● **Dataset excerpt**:
⁂
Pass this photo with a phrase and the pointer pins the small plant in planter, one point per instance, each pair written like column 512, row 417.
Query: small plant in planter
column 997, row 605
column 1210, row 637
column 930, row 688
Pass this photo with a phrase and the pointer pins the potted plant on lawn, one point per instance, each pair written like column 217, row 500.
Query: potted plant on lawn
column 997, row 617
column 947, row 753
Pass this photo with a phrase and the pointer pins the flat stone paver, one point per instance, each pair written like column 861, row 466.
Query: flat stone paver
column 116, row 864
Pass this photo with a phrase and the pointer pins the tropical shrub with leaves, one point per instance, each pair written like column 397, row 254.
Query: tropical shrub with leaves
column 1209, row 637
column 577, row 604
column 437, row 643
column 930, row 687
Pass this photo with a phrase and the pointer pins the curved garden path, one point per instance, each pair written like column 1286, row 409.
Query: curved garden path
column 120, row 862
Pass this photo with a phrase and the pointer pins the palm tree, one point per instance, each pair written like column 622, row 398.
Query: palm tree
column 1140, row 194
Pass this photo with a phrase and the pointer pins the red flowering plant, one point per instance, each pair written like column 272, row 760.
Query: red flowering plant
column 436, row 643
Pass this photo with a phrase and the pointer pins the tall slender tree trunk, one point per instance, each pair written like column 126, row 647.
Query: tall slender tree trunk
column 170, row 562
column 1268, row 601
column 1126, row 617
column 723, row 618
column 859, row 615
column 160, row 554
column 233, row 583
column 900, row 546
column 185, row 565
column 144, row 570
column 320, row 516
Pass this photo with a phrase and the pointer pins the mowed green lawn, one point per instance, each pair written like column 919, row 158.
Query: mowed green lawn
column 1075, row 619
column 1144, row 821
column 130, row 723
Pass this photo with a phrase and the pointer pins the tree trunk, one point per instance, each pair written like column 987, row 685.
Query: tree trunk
⁂
● **WHAT IS NEEDED**: Reproduce the lines from the one containing "861, row 466." through the one containing "column 320, row 516", substituting "coconut palm" for "palm tree" and keeping everything else the same. Give only those lines.

● **FULL SOLUTION**:
Pass this photo with a phrase and the pointer pins the flat stone paver, one point per instance, each pair written like column 861, row 466.
Query: flat stone paver
column 116, row 864
Pass this photo with a phrase and the pointer pins the tropical shrub with leaves, one point per instance, each pair written like column 397, row 254.
Query: tropical shrub with leaves
column 1209, row 637
column 577, row 604
column 437, row 643
column 930, row 687
Pass this photo with a phrase and the pointer pins the curved garden path, one point per instance, each pair written like column 1286, row 409.
Query: curved garden path
column 120, row 862
Pass this photo with a phrase and the pointer pins the coconut palm, one point per instance, each pair written like column 622, row 398.
Query: coconut palm
column 1140, row 194
Pass this photo with a phrase and the pointer pins the red flowering plant, one point per instance, each pair written like column 272, row 760.
Query: red flowering plant
column 436, row 643
Pass this photo with a phrase and the pointer pins the tall slender tree trunk, one point per instance, each pair written like column 126, row 647.
Query: tall slender tree trunk
column 170, row 562
column 1268, row 601
column 1126, row 617
column 723, row 618
column 859, row 615
column 160, row 554
column 233, row 583
column 900, row 546
column 185, row 565
column 144, row 570
column 320, row 516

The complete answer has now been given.